Exercise brief:
Take the line containing "For each instance of the row" and all lines after it to the end of the records, and output them exactly.

Information shown:
------------------------------------------------------------

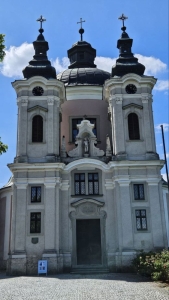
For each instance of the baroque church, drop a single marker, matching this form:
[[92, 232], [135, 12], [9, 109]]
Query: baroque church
[[86, 190]]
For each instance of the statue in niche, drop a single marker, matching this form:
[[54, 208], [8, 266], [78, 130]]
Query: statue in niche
[[85, 142]]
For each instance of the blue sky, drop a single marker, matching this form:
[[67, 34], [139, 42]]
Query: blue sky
[[147, 24]]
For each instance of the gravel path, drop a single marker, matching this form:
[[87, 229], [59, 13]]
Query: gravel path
[[81, 287]]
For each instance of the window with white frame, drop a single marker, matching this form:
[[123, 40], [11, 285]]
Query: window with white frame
[[35, 194], [35, 222], [86, 183], [139, 191], [141, 219]]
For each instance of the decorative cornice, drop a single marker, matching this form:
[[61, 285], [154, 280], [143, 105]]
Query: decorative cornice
[[50, 101], [37, 107], [132, 105]]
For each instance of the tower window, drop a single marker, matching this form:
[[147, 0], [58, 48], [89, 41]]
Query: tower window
[[80, 184], [139, 192], [141, 219], [133, 127], [81, 55], [37, 129], [36, 194], [93, 183], [35, 222]]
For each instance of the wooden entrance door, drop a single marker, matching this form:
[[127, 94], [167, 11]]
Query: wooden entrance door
[[88, 242]]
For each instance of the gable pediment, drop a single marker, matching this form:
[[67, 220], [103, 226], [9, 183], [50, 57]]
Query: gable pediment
[[87, 200]]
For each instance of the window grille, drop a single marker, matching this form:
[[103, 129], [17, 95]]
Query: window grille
[[93, 183], [80, 184], [133, 127], [37, 129], [139, 192], [35, 222], [141, 219], [36, 194]]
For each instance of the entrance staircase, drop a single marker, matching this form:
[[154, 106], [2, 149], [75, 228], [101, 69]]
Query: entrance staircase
[[91, 269]]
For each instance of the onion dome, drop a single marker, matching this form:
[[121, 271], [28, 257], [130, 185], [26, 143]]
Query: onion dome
[[126, 63], [82, 70], [40, 65], [83, 76]]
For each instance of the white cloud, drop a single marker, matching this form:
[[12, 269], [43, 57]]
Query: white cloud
[[165, 127], [16, 59], [162, 85], [153, 65]]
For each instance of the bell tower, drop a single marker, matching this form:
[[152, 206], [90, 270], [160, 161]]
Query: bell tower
[[39, 98], [129, 94]]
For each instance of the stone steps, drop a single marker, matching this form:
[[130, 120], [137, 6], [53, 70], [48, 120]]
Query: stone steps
[[89, 270]]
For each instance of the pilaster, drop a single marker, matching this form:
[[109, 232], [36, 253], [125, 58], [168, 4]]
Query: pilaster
[[117, 124], [148, 128], [20, 218], [22, 126], [126, 218]]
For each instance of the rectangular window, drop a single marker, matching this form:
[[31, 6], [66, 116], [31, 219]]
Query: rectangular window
[[75, 122], [139, 192], [80, 184], [93, 183], [141, 219], [35, 194], [35, 222]]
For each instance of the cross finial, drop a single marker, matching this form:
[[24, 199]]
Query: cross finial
[[123, 17], [81, 30], [41, 20]]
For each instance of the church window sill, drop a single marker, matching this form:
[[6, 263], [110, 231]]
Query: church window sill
[[86, 196], [134, 140]]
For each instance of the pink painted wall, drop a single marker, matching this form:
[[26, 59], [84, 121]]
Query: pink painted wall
[[79, 108]]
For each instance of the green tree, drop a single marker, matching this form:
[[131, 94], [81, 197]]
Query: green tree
[[2, 47], [3, 147]]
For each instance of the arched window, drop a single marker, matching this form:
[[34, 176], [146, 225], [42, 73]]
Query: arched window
[[37, 129], [133, 127]]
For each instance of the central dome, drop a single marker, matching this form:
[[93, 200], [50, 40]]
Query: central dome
[[82, 70], [83, 76]]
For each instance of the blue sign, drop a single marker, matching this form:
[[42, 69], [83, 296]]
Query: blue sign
[[42, 267]]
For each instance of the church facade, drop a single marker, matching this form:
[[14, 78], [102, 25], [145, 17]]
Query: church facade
[[86, 191]]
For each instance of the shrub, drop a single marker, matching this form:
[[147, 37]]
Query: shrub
[[153, 264]]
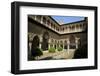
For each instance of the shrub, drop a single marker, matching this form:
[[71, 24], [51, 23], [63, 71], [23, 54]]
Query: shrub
[[59, 48], [52, 50], [81, 52], [36, 52]]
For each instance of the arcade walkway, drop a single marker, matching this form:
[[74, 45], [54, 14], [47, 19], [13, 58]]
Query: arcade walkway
[[66, 54]]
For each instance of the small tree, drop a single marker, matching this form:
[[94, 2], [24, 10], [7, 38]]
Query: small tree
[[52, 50], [36, 52], [59, 48]]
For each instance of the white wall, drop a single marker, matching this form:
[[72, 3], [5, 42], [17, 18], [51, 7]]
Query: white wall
[[5, 39]]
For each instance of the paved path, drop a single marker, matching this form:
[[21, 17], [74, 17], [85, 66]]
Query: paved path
[[66, 54]]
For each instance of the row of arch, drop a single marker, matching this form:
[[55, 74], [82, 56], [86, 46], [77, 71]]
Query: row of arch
[[54, 26], [45, 42]]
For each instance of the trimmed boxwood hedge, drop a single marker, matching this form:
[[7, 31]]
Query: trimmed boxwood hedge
[[59, 48], [81, 52], [52, 50]]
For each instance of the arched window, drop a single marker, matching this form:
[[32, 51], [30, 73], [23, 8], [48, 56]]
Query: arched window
[[39, 18], [44, 20], [35, 42]]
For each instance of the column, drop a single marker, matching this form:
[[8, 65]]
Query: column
[[68, 43], [41, 19], [40, 45], [35, 18], [63, 46], [76, 41], [48, 45]]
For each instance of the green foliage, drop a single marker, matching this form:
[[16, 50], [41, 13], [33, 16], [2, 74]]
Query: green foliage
[[36, 52], [59, 48], [39, 52], [52, 50], [81, 52]]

------------------------------------------------------------

The output:
For each instance of the row of arch, drop a single marker, matching this form:
[[55, 74], [82, 56], [86, 46], [77, 71]]
Query: row of arch
[[54, 26], [45, 42]]
For each instance of the trimmed boxwood hedge, drop a single marker, matching this form:
[[7, 31]]
Query: trimmed boxwood hedge
[[59, 48], [81, 52], [52, 50]]
For each instance of the arched window, drop a single marker, matching this form:
[[32, 51], [30, 73], [23, 8], [48, 56]]
Query: arched window
[[39, 18], [44, 20], [35, 42]]
For each instance of the column, drop a single marker, matching this form:
[[8, 65]]
Query: column
[[68, 43], [41, 19], [40, 45], [35, 18], [63, 46], [76, 41], [48, 45]]
For each instance of the green foliage, drop a single marker, matching this form:
[[16, 50], [41, 13], [33, 16], [2, 74]]
Query: green foliage
[[36, 52], [59, 48], [39, 52], [52, 50], [81, 52]]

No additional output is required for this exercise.